====== RECORDS
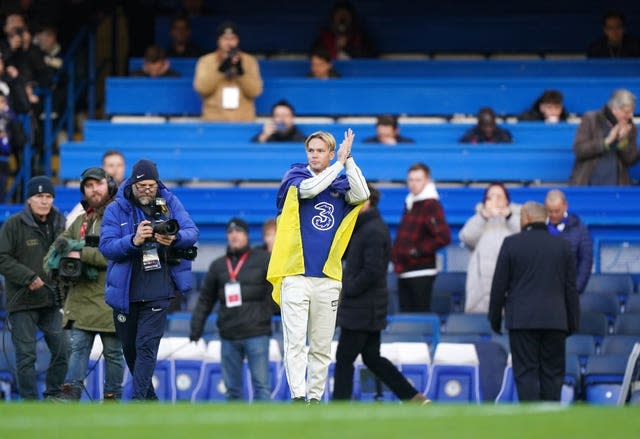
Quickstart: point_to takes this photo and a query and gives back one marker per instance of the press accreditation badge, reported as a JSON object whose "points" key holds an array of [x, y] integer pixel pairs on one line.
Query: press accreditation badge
{"points": [[232, 294], [230, 98], [150, 259]]}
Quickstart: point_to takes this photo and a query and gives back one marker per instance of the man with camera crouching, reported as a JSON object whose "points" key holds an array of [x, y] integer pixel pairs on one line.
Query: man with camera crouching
{"points": [[81, 273], [228, 80], [30, 299], [148, 238]]}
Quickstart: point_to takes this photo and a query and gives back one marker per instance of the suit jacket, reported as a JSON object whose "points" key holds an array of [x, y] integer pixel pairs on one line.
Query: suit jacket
{"points": [[535, 281]]}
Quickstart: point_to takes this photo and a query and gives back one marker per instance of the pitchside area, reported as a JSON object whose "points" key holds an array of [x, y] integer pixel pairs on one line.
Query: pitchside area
{"points": [[322, 421]]}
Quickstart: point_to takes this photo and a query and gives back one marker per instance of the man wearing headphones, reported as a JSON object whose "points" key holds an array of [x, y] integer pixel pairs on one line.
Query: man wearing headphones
{"points": [[85, 312]]}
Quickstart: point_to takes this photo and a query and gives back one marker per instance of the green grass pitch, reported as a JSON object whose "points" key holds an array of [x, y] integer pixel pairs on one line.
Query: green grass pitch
{"points": [[357, 420]]}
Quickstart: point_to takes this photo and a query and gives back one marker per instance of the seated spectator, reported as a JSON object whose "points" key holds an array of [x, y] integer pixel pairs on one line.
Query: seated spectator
{"points": [[344, 37], [548, 107], [615, 43], [181, 44], [228, 80], [495, 218], [606, 143], [320, 65], [388, 132], [486, 130], [281, 127], [18, 51], [155, 64]]}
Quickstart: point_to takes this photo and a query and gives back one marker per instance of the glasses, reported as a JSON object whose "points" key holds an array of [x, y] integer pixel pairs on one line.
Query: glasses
{"points": [[146, 187]]}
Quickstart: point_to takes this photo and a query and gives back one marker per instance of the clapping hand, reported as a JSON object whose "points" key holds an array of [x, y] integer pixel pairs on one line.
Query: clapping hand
{"points": [[344, 152]]}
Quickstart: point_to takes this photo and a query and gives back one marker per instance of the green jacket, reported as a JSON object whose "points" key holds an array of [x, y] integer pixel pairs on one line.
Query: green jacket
{"points": [[22, 248], [85, 307]]}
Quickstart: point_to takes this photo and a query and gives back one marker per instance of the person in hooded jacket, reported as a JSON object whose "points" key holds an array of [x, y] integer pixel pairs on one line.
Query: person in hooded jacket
{"points": [[145, 234], [238, 280]]}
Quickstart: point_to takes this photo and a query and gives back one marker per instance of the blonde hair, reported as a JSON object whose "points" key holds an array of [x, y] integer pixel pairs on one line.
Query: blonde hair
{"points": [[327, 138]]}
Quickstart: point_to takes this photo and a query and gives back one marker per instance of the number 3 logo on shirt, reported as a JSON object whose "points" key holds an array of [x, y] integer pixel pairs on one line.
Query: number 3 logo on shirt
{"points": [[324, 219]]}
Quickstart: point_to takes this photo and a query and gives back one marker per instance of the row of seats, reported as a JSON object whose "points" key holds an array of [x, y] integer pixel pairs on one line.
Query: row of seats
{"points": [[367, 68], [370, 96], [212, 135]]}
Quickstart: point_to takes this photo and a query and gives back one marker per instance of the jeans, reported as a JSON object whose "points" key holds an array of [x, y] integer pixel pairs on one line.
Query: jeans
{"points": [[140, 332], [24, 325], [256, 350], [81, 344]]}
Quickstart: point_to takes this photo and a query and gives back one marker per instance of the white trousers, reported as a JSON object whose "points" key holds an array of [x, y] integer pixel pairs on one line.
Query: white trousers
{"points": [[308, 306]]}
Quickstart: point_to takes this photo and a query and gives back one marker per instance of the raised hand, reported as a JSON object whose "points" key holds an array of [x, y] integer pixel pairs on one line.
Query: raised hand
{"points": [[345, 147]]}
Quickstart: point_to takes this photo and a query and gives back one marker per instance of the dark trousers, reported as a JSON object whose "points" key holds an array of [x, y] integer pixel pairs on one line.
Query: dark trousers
{"points": [[366, 343], [140, 332], [537, 356], [414, 293]]}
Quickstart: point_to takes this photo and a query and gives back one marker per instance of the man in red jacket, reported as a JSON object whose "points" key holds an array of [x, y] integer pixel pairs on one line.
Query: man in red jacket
{"points": [[422, 231]]}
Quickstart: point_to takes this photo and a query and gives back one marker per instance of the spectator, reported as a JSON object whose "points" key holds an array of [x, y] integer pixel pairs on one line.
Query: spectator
{"points": [[321, 66], [568, 225], [11, 141], [534, 282], [362, 313], [30, 294], [238, 282], [606, 143], [146, 267], [181, 44], [495, 218], [486, 130], [155, 64], [228, 80], [421, 232], [281, 127], [19, 52], [268, 234], [615, 43], [388, 132], [86, 315], [318, 210], [344, 36], [113, 164], [548, 107]]}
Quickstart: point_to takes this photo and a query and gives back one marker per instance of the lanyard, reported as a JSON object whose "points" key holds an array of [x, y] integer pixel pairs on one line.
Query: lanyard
{"points": [[233, 273]]}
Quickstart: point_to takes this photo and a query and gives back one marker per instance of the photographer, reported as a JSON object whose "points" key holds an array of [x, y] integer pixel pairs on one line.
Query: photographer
{"points": [[228, 80], [81, 269], [142, 231], [24, 240]]}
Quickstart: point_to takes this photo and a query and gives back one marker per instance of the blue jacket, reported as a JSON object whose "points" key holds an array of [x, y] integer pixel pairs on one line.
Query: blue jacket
{"points": [[116, 244]]}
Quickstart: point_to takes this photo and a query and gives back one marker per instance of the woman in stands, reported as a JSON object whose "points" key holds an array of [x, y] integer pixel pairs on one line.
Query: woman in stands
{"points": [[495, 218]]}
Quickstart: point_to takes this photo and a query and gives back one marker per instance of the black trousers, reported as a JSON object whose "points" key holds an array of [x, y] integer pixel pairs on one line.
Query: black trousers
{"points": [[537, 356], [366, 343], [414, 293]]}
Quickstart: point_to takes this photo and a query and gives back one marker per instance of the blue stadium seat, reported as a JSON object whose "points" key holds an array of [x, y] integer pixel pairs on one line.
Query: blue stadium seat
{"points": [[603, 378], [468, 324], [581, 345], [455, 374], [627, 324]]}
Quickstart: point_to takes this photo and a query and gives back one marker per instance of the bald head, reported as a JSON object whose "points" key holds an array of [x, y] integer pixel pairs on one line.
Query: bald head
{"points": [[556, 204], [532, 212]]}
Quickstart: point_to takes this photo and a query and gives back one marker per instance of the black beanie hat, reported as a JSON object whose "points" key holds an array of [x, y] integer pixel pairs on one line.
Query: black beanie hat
{"points": [[237, 224], [144, 170], [40, 185]]}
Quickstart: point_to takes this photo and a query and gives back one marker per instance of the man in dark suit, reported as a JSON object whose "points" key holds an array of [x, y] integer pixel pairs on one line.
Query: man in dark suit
{"points": [[535, 282], [362, 313]]}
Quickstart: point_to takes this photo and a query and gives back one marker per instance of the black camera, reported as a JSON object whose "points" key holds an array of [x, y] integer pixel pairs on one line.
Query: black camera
{"points": [[70, 269], [175, 254], [92, 241], [166, 227]]}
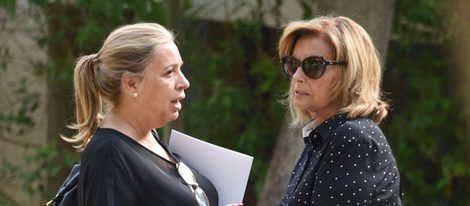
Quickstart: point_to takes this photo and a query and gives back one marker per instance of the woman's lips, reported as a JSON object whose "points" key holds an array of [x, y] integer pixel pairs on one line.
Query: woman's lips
{"points": [[300, 92], [177, 104]]}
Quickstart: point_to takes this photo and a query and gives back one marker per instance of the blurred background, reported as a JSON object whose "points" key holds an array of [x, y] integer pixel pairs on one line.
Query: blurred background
{"points": [[230, 53]]}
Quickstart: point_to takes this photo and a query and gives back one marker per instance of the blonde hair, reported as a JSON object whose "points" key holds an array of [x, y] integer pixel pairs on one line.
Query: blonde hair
{"points": [[357, 86], [97, 77]]}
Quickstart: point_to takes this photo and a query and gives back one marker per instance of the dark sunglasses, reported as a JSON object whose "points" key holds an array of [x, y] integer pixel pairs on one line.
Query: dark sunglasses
{"points": [[188, 177], [313, 66]]}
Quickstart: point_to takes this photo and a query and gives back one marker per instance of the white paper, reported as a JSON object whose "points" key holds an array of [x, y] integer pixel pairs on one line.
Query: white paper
{"points": [[226, 169]]}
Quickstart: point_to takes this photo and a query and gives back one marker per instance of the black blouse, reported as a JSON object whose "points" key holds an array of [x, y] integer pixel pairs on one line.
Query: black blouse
{"points": [[345, 162], [116, 170]]}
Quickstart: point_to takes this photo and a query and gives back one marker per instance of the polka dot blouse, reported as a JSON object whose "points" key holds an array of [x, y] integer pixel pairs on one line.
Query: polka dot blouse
{"points": [[345, 162]]}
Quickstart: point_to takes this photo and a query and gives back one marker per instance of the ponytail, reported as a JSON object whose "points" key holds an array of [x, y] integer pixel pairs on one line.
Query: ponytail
{"points": [[88, 102]]}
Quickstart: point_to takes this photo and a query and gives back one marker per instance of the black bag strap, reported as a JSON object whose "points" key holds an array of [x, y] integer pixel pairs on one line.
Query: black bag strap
{"points": [[69, 183]]}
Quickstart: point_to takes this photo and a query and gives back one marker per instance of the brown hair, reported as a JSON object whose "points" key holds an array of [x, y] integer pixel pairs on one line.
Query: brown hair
{"points": [[97, 77], [357, 87]]}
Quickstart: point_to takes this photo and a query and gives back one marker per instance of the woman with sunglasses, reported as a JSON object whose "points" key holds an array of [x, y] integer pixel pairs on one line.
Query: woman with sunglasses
{"points": [[132, 85], [335, 95]]}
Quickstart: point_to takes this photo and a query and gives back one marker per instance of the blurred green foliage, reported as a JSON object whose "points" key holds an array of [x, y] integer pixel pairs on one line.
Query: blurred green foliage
{"points": [[423, 128]]}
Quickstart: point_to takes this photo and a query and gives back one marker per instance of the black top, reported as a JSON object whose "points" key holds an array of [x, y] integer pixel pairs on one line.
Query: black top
{"points": [[345, 162], [116, 170]]}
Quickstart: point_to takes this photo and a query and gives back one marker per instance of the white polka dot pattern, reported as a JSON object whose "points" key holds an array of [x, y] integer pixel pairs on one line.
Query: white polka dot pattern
{"points": [[345, 162]]}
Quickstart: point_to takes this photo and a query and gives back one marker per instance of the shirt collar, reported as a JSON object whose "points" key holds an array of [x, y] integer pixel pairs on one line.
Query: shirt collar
{"points": [[308, 128], [326, 128]]}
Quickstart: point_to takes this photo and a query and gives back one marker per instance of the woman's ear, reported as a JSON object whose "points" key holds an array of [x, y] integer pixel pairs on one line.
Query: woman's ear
{"points": [[131, 84]]}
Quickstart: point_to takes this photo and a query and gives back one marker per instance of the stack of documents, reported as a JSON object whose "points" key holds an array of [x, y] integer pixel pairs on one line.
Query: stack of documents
{"points": [[226, 169]]}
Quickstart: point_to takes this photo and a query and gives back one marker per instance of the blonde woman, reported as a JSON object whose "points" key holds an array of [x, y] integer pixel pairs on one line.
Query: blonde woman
{"points": [[335, 94], [132, 85]]}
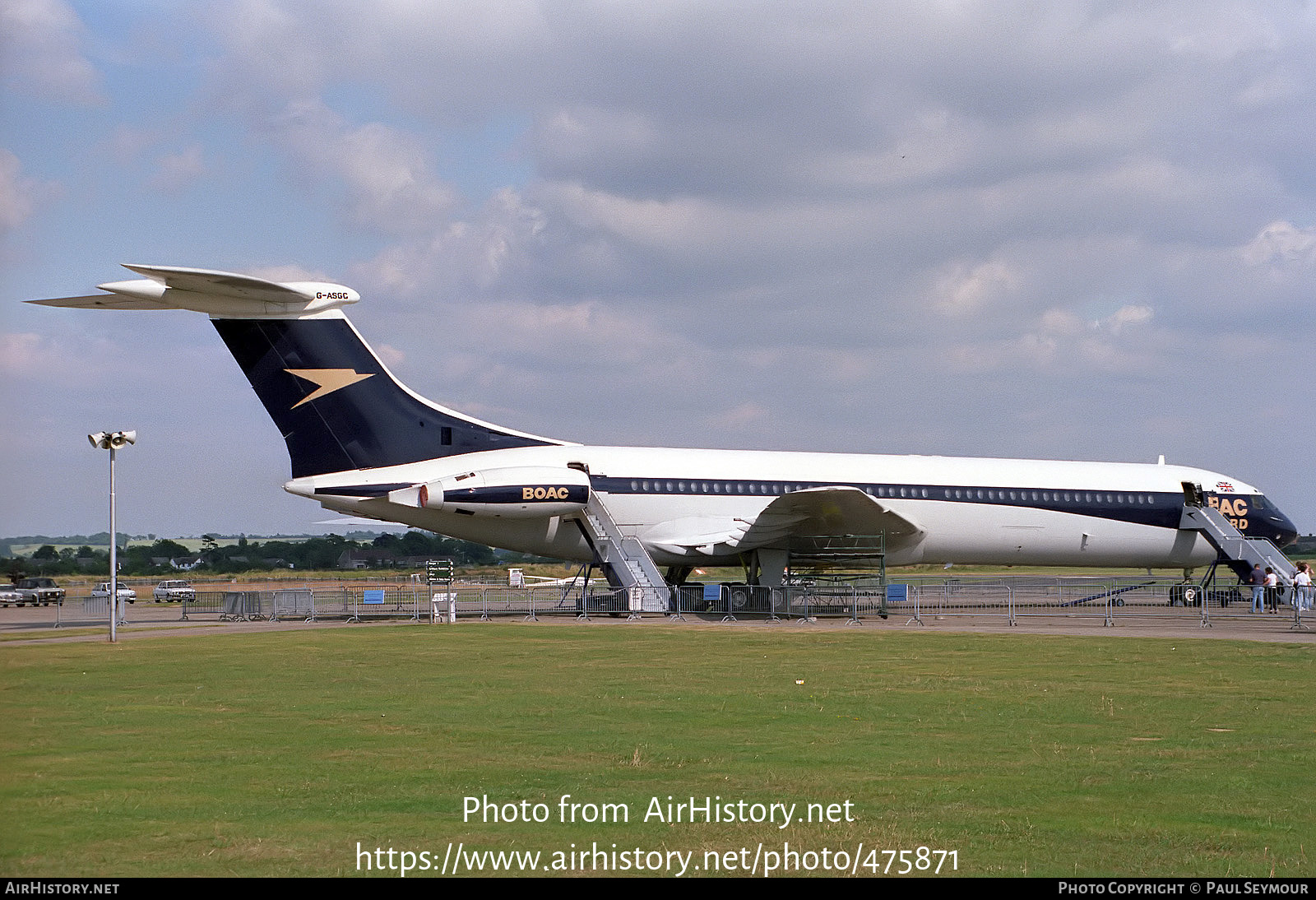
============
EXERCISE DESCRIPTION: Pull out every line above that contains the word "foliage" and copy each one in full.

RESULT:
Quickstart: point_to takes this photo and a query and gives back one marker per instance of the blurred green foliage, reported as a JSON object whose "points" key holds an array of [x, y] integer pixel pairs on one line.
Query: blurred green foliage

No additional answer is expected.